縫製工場を救いたい!の裏側

僕は決して「無慈悲」なことを言いたいわけじゃない、

ましてや夢を諦めているわけでもない。

ただ、

本当にたくさんの熱い学生さんや、アパレル関係の方々が

「アパレルをなんとかしたいんだ!」と言ってこの業界に入ってきて、

もしくは取り組もうとして諦めたり、苦戦していたりすることが多く、その理由はとてもシンプルであり、

とても難しいからなのだ。

先日ある学生さんからの取材で

「今縫製工場に足りないリソースはなんですか?人ですか?設備ですか?」

と聞かれた、

確かに高齢化していて、設備も古くなっていて、

最新の設備を入れたらそれが解決されるようにも感じる。

ただ、

答えは明確である。

金がない。

それだけだ、

めちゃくちゃ大きな縫製工場は別として、

5名で運営している縫製工場があるとする。

そこではブラウスを縫っていて加工賃1500円で縫ってるとする、

同じブラウスをただひたすらに。(そんな好条件もなかなかないが)

1人が裁断をやっているとしたら縫い子さんは4名で一日25枚くらい縫っているとする。

25日働いて625枚縫って売り上げは937,500円だ、家賃光熱費など経費で15万円かかっていて全員が国民健康保険だとする。(あかんけど)

それで787,500円残るわけだ、

糸の仕入れなどは今回考えないとして純粋にみんなで分けると一人157,500円になる。

個人で年金やら払っていくので手取りで13万ちょっとか、

で、その工場にあるファッション系の専門学校から卒業した20歳の女の子が

「就職したい!」と入ってきたとする。

この子が入ることで縫い子さんは4人から5人になる。

じゃあ縫える枚数は1日25枚から30枚になるか、というとそうはならない、

おそらくはじめの数ヶ月は「教える」作業が増えるのでむしろ減るだろう。
============
## やること
縫製工場についての文章から、「糸の仕入れなどは今回考えない」で始まり「おそらくはじめの数ヶ月は「教える」作業が増えるのでむしろ減るだろう。」で終わる部分を、一字も変えずに書き出してください。 記録はここでは使いません。

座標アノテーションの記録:
============
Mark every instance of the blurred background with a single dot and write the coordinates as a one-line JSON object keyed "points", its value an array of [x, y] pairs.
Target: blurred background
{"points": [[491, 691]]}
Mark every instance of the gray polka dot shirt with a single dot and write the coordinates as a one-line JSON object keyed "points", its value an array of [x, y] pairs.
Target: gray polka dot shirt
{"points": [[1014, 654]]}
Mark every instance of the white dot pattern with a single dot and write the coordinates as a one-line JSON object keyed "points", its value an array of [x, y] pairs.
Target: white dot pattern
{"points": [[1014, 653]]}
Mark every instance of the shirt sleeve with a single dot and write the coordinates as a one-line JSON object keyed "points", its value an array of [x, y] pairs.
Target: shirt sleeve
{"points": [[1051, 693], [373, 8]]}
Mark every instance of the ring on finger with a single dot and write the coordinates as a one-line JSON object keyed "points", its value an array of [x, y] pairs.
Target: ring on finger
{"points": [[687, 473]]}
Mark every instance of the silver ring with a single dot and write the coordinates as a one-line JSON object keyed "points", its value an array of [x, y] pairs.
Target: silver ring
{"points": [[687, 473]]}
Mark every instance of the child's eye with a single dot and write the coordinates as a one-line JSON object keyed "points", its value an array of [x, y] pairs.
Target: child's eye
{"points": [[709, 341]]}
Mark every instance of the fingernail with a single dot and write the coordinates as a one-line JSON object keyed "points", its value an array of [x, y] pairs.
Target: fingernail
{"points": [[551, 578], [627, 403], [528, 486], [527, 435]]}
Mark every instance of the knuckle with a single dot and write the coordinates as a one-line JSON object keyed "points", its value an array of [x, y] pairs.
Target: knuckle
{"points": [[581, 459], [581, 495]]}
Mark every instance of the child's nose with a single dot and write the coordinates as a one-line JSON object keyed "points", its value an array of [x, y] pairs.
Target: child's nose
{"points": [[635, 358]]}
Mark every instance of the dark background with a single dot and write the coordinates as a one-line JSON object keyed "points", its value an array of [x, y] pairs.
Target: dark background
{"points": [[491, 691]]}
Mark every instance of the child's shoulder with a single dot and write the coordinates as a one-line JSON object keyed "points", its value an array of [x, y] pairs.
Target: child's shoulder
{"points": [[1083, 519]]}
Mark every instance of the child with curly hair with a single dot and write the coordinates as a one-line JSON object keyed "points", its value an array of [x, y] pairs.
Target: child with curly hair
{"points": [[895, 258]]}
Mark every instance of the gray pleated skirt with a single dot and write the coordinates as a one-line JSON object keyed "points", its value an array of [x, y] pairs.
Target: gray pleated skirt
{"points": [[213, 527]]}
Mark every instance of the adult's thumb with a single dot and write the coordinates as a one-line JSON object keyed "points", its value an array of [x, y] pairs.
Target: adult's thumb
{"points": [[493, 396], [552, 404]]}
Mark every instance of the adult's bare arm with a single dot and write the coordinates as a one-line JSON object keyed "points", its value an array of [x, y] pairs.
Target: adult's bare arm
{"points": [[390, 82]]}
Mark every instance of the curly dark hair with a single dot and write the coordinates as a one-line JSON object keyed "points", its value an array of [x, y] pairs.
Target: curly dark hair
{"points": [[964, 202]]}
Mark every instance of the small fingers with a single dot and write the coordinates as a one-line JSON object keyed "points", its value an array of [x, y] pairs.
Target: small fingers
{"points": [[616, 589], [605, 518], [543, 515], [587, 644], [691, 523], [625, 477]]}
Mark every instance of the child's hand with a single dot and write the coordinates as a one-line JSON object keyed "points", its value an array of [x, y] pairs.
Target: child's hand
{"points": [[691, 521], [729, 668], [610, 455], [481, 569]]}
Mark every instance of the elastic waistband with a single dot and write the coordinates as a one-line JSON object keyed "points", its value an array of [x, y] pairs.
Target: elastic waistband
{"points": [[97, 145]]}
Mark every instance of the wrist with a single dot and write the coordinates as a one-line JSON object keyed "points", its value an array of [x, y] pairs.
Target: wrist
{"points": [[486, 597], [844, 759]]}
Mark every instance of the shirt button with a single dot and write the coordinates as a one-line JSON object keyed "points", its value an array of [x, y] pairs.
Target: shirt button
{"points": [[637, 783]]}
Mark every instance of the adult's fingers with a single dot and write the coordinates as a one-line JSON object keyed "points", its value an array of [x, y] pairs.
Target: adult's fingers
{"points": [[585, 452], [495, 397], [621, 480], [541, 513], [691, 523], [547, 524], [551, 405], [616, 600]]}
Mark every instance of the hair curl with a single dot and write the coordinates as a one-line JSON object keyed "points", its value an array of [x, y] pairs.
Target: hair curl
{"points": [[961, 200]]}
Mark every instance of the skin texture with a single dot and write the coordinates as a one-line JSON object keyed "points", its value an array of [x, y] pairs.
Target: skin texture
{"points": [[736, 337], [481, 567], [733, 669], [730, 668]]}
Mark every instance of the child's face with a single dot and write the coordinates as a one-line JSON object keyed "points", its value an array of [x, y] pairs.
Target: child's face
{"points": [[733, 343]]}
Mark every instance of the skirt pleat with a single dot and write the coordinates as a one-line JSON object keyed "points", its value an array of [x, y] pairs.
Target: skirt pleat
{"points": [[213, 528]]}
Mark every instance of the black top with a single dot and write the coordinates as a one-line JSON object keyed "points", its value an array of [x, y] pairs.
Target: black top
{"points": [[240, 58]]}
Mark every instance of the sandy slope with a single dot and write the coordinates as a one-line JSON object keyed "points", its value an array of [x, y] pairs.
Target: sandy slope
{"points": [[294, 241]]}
============
## 答え
糸の仕入れなどは今回考えないとして純粋にみんなで分けると一人157,500円になる。

個人で年金やら払っていくので手取りで13万ちょっとか、

で、その工場にあるファッション系の専門学校から卒業した20歳の女の子が

「就職したい!」と入ってきたとする。

この子が入ることで縫い子さんは4人から5人になる。

じゃあ縫える枚数は1日25枚から30枚になるか、というとそうはならない、

おそらくはじめの数ヶ月は「教える」作業が増えるのでむしろ減るだろう。